Prompt: Please reproduce every one of the records below word for word, leaving the pictures out of your answer.

Recorded data:
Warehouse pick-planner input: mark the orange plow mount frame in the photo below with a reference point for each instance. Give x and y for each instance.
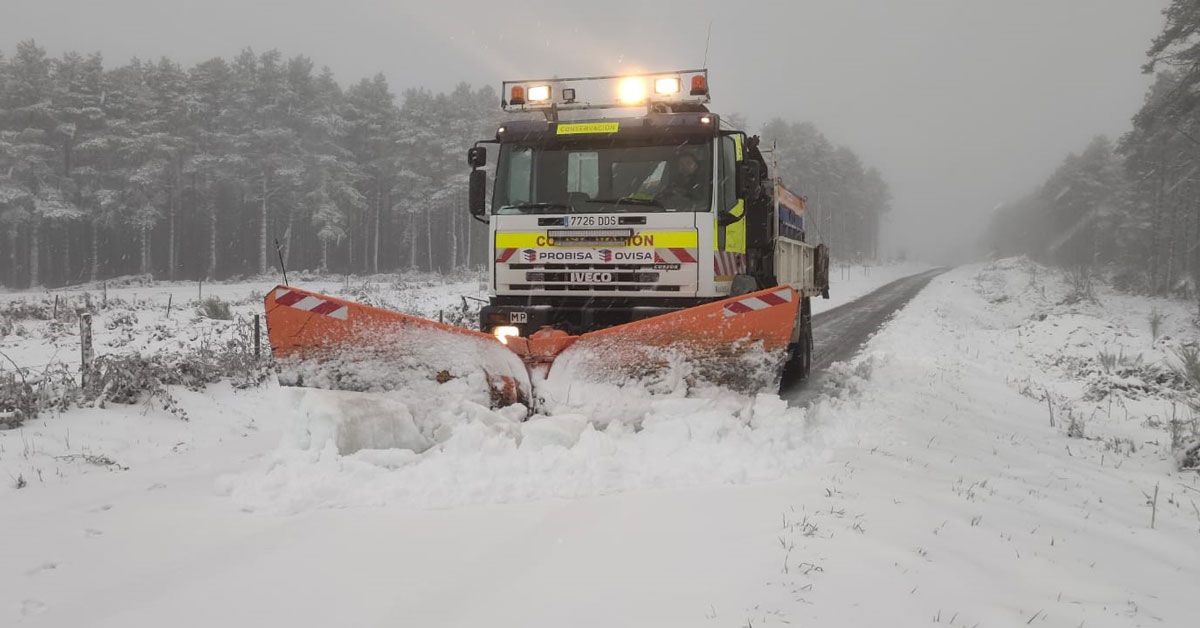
(309, 326)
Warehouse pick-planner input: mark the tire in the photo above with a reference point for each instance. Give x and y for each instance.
(799, 353)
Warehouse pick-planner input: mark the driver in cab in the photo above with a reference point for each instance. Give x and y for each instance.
(687, 184)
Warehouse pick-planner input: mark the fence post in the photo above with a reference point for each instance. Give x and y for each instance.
(85, 350)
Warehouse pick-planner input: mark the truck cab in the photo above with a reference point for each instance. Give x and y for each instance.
(601, 221)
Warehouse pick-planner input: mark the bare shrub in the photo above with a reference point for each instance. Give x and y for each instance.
(1081, 286)
(1114, 363)
(1189, 365)
(214, 307)
(1156, 323)
(1075, 425)
(133, 378)
(24, 395)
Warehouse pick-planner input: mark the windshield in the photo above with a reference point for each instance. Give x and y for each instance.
(613, 177)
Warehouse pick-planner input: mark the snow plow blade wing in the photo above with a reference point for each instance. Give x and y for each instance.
(325, 342)
(738, 342)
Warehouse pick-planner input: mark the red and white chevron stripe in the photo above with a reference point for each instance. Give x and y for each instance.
(311, 304)
(726, 263)
(751, 304)
(673, 256)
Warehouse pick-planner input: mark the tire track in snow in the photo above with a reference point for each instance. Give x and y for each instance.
(839, 333)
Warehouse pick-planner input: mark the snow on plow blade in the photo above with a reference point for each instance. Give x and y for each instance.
(325, 342)
(738, 344)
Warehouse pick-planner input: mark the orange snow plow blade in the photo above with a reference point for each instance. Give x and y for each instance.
(738, 342)
(325, 342)
(322, 341)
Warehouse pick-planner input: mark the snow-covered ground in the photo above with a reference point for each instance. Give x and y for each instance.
(850, 281)
(933, 490)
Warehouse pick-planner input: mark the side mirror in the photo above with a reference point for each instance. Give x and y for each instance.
(749, 179)
(477, 156)
(477, 192)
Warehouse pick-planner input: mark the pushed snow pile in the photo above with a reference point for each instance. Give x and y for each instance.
(489, 456)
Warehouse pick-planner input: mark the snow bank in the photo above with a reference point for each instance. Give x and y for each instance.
(491, 456)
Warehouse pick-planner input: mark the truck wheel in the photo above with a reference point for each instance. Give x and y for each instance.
(799, 353)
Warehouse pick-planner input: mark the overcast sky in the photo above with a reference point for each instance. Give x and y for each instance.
(961, 103)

Task result:
Warehouse pick-planner input: mark the orange plow mount frame in the photo below with a reference point for each instance. Give x and y for each instance.
(309, 326)
Warehouse pick-planner input: mark the tire in the photo above with a reference point for each instance. Give x and y for each instance.
(799, 353)
Warehouse pick-planner input: mark the driver in cab in the photo above with a reference point for each instance. Give x and y for each instance.
(687, 184)
Warehouse pick-planner input: mark the fence post in the photo above with a reference point for each instance. Give x and y for each instance.
(85, 350)
Warehouse pick-planner input: mark the truck cab in the photo above with a reference point for each instance. Give x and y for each instance.
(601, 221)
Warehouse pick-planner input: mark the bare shrub in the photo above with a reference point for each instance. Give x and y for each instance.
(1081, 286)
(1114, 363)
(1189, 365)
(214, 307)
(1156, 323)
(1075, 425)
(133, 378)
(24, 395)
Warehouse pick-planner input: mark the windshield in the photo above with a reference point for each instance. Give x and y for each instance.
(613, 177)
Warehouse pick-planner input: mark the snow plow blade wing in the photo above with a reference point for each instance. Give x and y for each instance.
(325, 342)
(738, 342)
Warehouse pick-planner input: mark the red and white chevron stripe in the photo above with a reference point for each instance. Give x and y for each instance.
(311, 304)
(726, 263)
(751, 304)
(673, 256)
Warehouse pick-planner input: mark the tire track in snow in the photo above with a reference point for each instance. Give x and y for each instance.
(839, 333)
Warehouse pick-planner input: mark the snow on plow blade in the photo above with a reference point for each instance. Give x and y for each instance.
(325, 342)
(738, 344)
Warehouse pick-planner input: mark the orange snow plow blade in the photo above with a reference point for each instance. Give x and y for each instance.
(738, 342)
(325, 342)
(322, 341)
Warehouse pick-planner input: mark the snow-covered ground in the photo above with a reference point for each instance. Give x and y for each instance.
(850, 281)
(933, 490)
Warehouse pick-planner input: mark the side mirror in the photo above with a reference point for each instance. Give x and y for each instance.
(749, 179)
(477, 156)
(477, 192)
Warehouse pick-planner input: mark the pushed snow pile in the photo above with a reference point for each instance. Give x and y for each instance.
(489, 456)
Warehouse pick-planner input: mark the snow bank in the photo above with a reference point for each instance. Give x and y for each instance.
(491, 456)
Warehouse pick-planner input: mark the truck wheel in the photo above with a reference point for each instance. Give x and y for each instance.
(799, 353)
Warehouse pick-planner input: mark the overcast sky in the photo above with a reference point for each instance. Give x and y for each instance.
(961, 103)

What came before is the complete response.